Write out every entry exactly as it stands.

[Lines of data]
===============
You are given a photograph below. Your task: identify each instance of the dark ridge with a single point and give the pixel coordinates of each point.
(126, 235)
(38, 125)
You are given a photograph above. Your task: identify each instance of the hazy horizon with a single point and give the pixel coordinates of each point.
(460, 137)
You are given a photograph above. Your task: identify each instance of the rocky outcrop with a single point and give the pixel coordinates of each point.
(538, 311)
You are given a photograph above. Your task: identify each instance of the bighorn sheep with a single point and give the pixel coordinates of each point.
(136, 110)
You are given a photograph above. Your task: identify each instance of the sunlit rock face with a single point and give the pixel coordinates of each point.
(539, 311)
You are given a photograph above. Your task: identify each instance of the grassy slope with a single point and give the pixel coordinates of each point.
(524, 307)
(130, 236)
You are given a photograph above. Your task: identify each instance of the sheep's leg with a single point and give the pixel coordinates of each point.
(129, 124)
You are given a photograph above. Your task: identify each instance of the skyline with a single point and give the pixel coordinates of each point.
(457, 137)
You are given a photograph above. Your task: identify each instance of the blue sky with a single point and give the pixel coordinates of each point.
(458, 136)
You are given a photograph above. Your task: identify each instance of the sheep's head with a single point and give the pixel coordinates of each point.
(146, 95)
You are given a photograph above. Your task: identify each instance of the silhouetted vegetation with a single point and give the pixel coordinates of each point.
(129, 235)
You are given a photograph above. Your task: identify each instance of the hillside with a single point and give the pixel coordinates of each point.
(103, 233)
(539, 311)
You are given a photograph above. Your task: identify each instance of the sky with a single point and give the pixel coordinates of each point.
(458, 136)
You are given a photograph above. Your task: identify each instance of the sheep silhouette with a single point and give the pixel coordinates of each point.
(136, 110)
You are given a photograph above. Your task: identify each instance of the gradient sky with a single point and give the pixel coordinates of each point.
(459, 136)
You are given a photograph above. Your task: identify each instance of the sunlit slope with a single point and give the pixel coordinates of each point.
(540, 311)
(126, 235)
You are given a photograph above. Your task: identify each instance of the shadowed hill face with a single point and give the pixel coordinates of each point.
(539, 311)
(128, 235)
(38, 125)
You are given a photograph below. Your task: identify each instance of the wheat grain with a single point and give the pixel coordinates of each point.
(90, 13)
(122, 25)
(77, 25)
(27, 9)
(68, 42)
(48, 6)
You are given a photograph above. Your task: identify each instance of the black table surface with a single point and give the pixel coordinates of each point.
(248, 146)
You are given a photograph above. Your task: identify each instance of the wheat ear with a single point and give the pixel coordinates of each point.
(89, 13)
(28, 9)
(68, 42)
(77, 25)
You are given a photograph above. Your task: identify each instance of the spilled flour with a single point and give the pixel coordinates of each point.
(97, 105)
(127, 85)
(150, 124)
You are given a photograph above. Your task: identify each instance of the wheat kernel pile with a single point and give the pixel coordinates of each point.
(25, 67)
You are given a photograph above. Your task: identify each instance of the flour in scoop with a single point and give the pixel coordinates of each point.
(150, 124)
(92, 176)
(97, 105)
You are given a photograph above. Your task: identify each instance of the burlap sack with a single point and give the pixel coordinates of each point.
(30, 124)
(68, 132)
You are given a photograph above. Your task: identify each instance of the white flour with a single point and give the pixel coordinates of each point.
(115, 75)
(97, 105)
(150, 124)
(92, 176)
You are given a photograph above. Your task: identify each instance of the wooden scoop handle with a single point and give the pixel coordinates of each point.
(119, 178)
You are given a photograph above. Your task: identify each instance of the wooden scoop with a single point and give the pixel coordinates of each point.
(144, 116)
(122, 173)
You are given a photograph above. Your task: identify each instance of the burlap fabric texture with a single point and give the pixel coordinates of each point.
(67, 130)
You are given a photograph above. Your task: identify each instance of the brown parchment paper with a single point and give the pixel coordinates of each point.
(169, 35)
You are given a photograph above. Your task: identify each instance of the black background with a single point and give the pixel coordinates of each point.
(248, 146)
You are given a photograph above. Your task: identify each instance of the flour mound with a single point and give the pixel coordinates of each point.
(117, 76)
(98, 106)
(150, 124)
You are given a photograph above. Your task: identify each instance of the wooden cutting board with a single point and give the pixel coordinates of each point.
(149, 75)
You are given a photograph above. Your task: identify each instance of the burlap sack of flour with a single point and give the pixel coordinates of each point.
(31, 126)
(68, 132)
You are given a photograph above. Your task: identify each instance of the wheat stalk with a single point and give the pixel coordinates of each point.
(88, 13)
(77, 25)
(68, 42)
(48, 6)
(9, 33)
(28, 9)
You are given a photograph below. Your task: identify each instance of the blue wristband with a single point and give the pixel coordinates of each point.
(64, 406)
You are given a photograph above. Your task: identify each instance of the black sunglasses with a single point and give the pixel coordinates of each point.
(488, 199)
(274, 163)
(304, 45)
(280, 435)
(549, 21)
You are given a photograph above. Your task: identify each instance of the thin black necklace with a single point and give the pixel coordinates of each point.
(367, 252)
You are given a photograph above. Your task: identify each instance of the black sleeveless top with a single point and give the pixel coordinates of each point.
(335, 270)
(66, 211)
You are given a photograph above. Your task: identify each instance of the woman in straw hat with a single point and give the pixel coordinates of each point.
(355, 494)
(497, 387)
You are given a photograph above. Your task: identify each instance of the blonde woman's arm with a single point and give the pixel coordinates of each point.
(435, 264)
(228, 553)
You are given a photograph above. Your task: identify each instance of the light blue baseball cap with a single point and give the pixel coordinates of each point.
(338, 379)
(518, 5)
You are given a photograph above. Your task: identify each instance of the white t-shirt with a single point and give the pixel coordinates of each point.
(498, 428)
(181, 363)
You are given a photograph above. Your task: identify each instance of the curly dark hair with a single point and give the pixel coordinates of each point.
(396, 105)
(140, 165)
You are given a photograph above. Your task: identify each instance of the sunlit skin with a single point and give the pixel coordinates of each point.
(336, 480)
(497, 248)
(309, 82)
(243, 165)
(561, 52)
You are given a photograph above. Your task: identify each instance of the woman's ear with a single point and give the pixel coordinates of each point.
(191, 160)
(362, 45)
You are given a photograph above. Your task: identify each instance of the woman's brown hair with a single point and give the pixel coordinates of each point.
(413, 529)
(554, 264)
===============
Written reply →
You are given a photograph below. Your task: identify each instance of the dark ridge with a single point and give the pixel coordinates of each point.
(126, 235)
(38, 125)
You are given a photograph above. Your task: identify each instance of the hazy horizon with a single point and give the pixel coordinates of each point.
(460, 137)
You are given a photograph above. Your task: identify each instance of the rocky outcrop with a single point and give the pixel coordinates of each point.
(538, 311)
You are given a photograph above. Your task: identify each instance of the bighorn sheep with a single point and give the pixel coordinates of each point.
(136, 110)
You are given a photograph above. Your task: identify each instance of the sunlit rock face with a single point and give the pixel coordinates of each point.
(539, 311)
You are given a photograph above. Your task: identify each instance of the grassy slope with a single point and give the pixel coordinates of each point.
(524, 307)
(130, 236)
You are given a photograph above. Your task: identify each instance of the sheep's leg with a single point and give the pixel coordinates of each point.
(129, 124)
You are given a photograph above. Your task: identify each instance of the skyline with a single point and give the pixel coordinates of each point.
(457, 137)
You are given a photograph above. Your task: identify each instance of the blue sky with a single point and give the pixel coordinates of each point.
(458, 136)
You are given a photograph above. Your task: identify each instance of the sheep's head with a single point and give the pixel coordinates of each point.
(146, 95)
You are given a photograph above. Your task: identify each instance of the silhouetted vegetation with a single point and give the pixel coordinates of each point.
(129, 235)
You are given a photograph above. Your task: identify each instance of the hillside with a single point and give the pixel coordinates of each point.
(103, 233)
(539, 311)
You are given a photograph above. Your task: identify each instance of the sky with a single point and give the pixel coordinates of each point.
(458, 136)
You are given a photograph above. Your task: identify each instance of the sheep silhouette with a single point and give the pixel coordinates of each point.
(136, 110)
You are given a photograph above. Your task: identify each instance of the gradient sky with a single point and give the pixel coordinates of each point.
(459, 136)
You are given a photograph above. Your task: identify each instance of the sunlit slope with a single point and give the pixel coordinates of each point.
(540, 311)
(126, 235)
You are given a photograph above. Your task: identify each instance of the shadowed hill face with a single point and give the pixel coordinates of each point.
(539, 311)
(128, 235)
(38, 125)
You are given a photograph below. Your task: identify each instance of the wheat grain with a single point and give the pixel coordinates of each point.
(90, 13)
(122, 25)
(77, 25)
(27, 9)
(68, 42)
(48, 6)
You are given a photograph above. Your task: identify each instance of the black table surface with a single point and give the pixel coordinates of each point.
(248, 146)
You are given a photograph above. Your task: identify each instance of the wheat ear with a single point and give the pixel coordinates of each point.
(89, 13)
(28, 9)
(68, 42)
(77, 25)
You are given a photograph above. Your task: identify each instance of the spilled flour with a single point and give the pixel coordinates of each point.
(97, 105)
(127, 85)
(150, 124)
You are given a photograph above. Your task: identify each instance of the wheat kernel pile with a single point and give the pixel coordinates of each point.
(25, 67)
You are given a photograph above. Your task: identify each instance of the flour in scoop with a single point and give the pixel coordinates of each point.
(150, 124)
(92, 176)
(97, 105)
You are given a photograph above. Your task: identify each instance of the burlap sack with a single point and give the pixel coordinates of each point.
(30, 124)
(68, 132)
You are given a photograph above. Your task: identify each instance of the white flour with a single point and give the pixel coordinates of each point.
(115, 75)
(97, 105)
(150, 124)
(92, 176)
You are given a photograph above. Your task: identify each instance of the wooden scoop handle with a single point and give the pixel coordinates of each point.
(119, 178)
You are given a photograph above. Your task: identify each instance of the wooden scoop with a single point and give the pixel coordinates of each point.
(144, 116)
(122, 173)
You are given a photograph above. Your task: identify each instance of the burlap fabric texture with a single point and give the pixel coordinates of each point.
(67, 130)
You are given a photograph above. Your task: identify each instance of the brown parchment paper with a single point and give the pixel coordinates of each point.
(169, 35)
You are given a photograph above. Your task: identify each instance of the black background with a single point and give the pixel coordinates of each point.
(248, 146)
You are given a photograph above. Your task: identify each instance of the flour mound with a single point and give the pixel coordinates of each point.
(117, 76)
(98, 106)
(150, 124)
You are given a photograph above. Your task: identify each instance of the wooden cutting board with a single point and give the pixel coordinates of each point.
(149, 75)
You are given a photograph above. Your task: identify each instance of the burlap sack of flour with a single point and give the pixel coordinates of each point.
(31, 126)
(68, 132)
You are given a photograph above. Your task: identify each instance of the wheat stalk with a single point and give the pixel coordinates of each point.
(88, 13)
(77, 25)
(68, 42)
(48, 6)
(9, 33)
(28, 9)
You are given a photograph below. Your task: identify each instance of the blue wristband with a single point and give the pixel coordinates of each point.
(64, 406)
You are given a photograph above. Your task: identify each instance of the black sunglasses with a single point and give the pixel coordinates of each point.
(488, 199)
(274, 163)
(304, 45)
(280, 435)
(549, 21)
You are given a photograph above. Your task: identify each instance of the thin black necklace with a single point and give the pixel coordinates of each point.
(367, 252)
You are given a photograph above. Your task: identify each instance of the black sleeveless top with a single point and give the pixel coordinates of each point.
(335, 270)
(66, 211)
You are given a photograph above. Your task: identify each instance of the woman in straw hat with a single point and give the pixel coordinates of each point.
(355, 494)
(497, 387)
You are given a photograph above. Your task: identify each instance of the blonde woman's arm with a single point and give the pixel coordinates of each point.
(435, 264)
(228, 553)
You are given a photograph above. Your task: identify each instance of the light blue baseball cap with a single point and give the pixel coordinates of each point.
(338, 379)
(518, 5)
You are given a photograph above. Your task: identify each instance of the white t-shirt with a single point and give the pixel coordinates of each point.
(498, 428)
(181, 363)
You are given a photograph above. Your task: identify each instance of the curly dark hair with a single point and give the pixel coordinates of each point.
(396, 105)
(140, 165)
You are given a photograph above. Your task: identify each instance of the sunlit skin with a single point and give the pixel coordinates of each point.
(336, 480)
(497, 248)
(309, 82)
(243, 165)
(561, 52)
You are given a photograph above. Your task: identify each instance of the woman's ear with a single point and give the pixel coordinates of each point.
(191, 160)
(362, 45)
You are given a photograph above. Your task: identify each instance of the woman's brown hair with a single point and give the pixel coordinates of each point.
(413, 529)
(554, 264)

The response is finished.